| DOCUMENT PASSAGE |
/---

Tower mounds, on the other hand, served important communication purposes. From the tower mound, people could signal using smoke, mirrors, and/or fire that it was time to begin a ceremony. At the Pyramid Point site the tower mound is 5.5 meters by 8 meters by 2 meters high. A single room was constructed on top. The mound was contained within a surrounding 15 room masonry compound. This compound served as a residential area as well as a ceremonial area. The small size suggests that the people who lived at this settlement were there primarily to maintain the mound and its facilities.

The mounds in the Tonto Basin, like the Hohokam mounds in Central Arizona, were associated with irrigation, and their inhabitants probably used irrigation management as part of their leadership mandate. However, they were probably built in response to many different governmental and ceremonial organizational needs as they were not required for the operation of the irrigation system per se.

Another distinctive aspect of Salado culture at this time is their pottery. Salado polychrome pottery was widely traded through the region. Rather than black and white paints applied to a red-slipped base, as in other Anasazi polychromes, Salado polychromes have black paint applied to a white-slipped zone (either the interior of a bowl or a portion of the exterior) with no painting in the red-slipped zones. The red clay is tempered with mica flakes giving the surface of the vessel a glittery aspect.

During this time period (1280-1350) the population of the Tonto Basin area doubled. This population growth was partially from natural internal population growth, but it was augmented by immigration from the highlands below the Mogollon Rim, the Colorado Plateau, and perhaps northern Mexico.

There were also important subsistence and settlement changes. Formerly dispersed populations now tended to cluster around platform mounds to form village-sized habitations.

\---

| WRITTEN TASKS |
**A.** Repeat word for word everything in the Tonto Basin passage from "The mounds in" down to "system per se.".
**B.** Answer these questions from the Tonto Basin passage:
(i) How high is the tower mound at the Pyramid Point site?
(ii) What is the red clay of Salado polychrome pottery tempered with?
(iii) During which years did the population of the Tonto Basin area double?
None of the data is needed.

(Annotated coordinate data)
/---

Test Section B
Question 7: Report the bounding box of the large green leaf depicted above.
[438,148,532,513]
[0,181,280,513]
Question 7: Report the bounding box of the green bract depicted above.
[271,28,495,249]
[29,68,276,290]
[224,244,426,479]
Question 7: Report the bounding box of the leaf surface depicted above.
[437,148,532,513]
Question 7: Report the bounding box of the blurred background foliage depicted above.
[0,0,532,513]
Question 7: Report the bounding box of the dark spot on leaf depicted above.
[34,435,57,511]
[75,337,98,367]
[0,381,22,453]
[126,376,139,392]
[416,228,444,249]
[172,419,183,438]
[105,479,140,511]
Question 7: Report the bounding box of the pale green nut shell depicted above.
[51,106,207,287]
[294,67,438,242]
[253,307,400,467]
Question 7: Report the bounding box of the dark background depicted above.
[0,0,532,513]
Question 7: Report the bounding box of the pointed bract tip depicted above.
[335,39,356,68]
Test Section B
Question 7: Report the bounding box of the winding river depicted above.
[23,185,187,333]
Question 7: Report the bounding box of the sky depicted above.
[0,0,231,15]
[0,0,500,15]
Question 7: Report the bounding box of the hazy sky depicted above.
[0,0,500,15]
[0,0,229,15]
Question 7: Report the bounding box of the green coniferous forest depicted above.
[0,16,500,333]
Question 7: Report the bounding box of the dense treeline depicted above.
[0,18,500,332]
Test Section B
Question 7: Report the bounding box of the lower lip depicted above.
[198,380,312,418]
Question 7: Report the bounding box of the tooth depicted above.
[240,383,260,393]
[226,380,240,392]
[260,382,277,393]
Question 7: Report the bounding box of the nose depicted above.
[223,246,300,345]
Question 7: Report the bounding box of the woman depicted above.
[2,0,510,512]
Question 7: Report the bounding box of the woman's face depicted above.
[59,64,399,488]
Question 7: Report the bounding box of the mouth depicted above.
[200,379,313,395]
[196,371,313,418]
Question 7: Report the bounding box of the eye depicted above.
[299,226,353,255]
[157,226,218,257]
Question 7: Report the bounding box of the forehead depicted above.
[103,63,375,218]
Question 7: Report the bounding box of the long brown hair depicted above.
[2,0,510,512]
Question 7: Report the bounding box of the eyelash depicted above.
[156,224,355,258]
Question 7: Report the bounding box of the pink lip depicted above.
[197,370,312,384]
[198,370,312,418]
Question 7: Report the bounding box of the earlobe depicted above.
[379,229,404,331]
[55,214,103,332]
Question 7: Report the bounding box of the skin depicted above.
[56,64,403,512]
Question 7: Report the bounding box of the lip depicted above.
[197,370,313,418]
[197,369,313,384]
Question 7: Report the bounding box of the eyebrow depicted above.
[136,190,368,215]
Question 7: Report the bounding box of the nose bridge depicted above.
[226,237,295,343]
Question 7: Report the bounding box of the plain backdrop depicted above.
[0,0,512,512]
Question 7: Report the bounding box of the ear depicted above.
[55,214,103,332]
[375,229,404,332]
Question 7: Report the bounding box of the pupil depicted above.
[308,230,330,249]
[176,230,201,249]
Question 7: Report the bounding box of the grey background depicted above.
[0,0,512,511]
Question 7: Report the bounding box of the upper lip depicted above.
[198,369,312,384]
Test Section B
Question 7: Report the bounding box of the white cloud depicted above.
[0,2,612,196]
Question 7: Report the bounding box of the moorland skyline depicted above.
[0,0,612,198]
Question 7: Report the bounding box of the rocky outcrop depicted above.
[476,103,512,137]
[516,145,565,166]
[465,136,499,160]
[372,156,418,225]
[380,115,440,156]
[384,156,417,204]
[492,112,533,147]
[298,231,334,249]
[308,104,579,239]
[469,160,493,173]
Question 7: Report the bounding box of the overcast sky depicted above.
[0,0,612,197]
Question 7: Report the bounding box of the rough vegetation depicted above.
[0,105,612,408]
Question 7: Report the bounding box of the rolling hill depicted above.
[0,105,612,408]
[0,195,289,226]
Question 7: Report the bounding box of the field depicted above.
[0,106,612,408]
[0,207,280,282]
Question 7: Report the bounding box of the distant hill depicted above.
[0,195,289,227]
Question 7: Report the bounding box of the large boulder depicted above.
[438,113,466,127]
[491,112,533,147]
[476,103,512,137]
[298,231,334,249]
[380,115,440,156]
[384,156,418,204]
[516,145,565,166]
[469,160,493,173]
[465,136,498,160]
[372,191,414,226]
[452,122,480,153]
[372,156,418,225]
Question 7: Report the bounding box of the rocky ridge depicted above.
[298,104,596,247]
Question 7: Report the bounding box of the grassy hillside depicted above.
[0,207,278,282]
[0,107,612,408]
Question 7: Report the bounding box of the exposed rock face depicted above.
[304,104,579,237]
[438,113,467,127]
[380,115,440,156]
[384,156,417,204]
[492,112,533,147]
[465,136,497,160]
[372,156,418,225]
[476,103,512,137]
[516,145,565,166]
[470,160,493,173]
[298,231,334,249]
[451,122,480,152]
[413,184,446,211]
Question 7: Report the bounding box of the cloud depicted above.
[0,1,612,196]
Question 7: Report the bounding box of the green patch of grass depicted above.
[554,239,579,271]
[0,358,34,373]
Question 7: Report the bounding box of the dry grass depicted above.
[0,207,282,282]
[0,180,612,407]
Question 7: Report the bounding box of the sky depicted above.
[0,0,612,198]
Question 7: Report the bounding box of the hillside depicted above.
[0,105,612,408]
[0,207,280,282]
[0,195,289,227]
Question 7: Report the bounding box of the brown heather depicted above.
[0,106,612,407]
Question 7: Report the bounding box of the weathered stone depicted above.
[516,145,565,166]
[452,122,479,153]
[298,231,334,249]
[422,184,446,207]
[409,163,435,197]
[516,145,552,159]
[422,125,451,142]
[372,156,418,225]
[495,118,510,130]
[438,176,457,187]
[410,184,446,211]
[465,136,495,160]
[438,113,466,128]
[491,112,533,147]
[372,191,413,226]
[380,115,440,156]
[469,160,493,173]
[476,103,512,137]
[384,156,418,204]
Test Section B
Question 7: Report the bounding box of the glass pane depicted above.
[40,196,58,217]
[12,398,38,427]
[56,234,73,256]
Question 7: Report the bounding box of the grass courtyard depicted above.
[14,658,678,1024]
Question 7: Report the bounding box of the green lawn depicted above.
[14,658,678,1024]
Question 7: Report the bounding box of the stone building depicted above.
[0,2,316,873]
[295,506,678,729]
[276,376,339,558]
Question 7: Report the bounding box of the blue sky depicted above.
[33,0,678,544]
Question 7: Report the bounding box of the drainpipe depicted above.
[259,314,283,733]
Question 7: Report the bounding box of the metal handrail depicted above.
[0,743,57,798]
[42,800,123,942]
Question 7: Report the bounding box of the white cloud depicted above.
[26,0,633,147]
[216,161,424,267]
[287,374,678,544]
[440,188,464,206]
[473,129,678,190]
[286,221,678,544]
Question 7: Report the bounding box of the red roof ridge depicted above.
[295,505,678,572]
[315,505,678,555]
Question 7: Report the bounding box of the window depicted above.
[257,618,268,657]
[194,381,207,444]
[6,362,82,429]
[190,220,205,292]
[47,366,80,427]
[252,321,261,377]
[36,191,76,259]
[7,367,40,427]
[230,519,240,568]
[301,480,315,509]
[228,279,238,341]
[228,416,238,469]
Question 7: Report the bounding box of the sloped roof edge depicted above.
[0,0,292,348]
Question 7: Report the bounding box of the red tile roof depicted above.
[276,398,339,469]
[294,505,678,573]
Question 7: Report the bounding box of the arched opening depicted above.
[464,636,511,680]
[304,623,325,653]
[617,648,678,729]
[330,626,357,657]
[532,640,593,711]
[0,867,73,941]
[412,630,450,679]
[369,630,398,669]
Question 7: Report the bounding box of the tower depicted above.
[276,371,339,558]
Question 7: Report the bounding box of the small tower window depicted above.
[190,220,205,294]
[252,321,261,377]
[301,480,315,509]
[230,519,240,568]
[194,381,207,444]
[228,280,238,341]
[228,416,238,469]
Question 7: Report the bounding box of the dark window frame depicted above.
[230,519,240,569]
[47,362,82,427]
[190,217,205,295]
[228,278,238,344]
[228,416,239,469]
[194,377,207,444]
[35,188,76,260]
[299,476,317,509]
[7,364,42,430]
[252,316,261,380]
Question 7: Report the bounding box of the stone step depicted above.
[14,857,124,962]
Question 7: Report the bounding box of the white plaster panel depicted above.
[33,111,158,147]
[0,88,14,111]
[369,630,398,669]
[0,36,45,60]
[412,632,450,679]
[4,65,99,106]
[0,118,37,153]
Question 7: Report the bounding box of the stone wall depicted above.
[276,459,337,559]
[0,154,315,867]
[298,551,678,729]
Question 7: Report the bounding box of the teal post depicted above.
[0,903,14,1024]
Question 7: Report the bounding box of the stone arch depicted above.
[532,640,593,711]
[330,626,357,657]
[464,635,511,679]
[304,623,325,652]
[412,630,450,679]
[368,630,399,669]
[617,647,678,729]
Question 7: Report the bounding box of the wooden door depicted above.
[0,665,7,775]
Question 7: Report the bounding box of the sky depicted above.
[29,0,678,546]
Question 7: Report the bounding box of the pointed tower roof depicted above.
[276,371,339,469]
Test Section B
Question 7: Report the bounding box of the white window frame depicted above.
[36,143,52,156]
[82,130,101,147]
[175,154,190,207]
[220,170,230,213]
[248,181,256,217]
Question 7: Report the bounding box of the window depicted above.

\---

| LIST OF SOLUTIONS |
**A.**
The mounds in the Tonto Basin, like the Hohokam mounds in Central Arizona, were associated with irrigation, and their inhabitants probably used irrigation management as part of their leadership mandate. However, they were probably built in response to many different governmental and ceremonial organizational needs as they were not required for the operation of the irrigation system per se.

**B.**
(i) 2 meters
(ii) Mica flakes
(iii) 1280-1350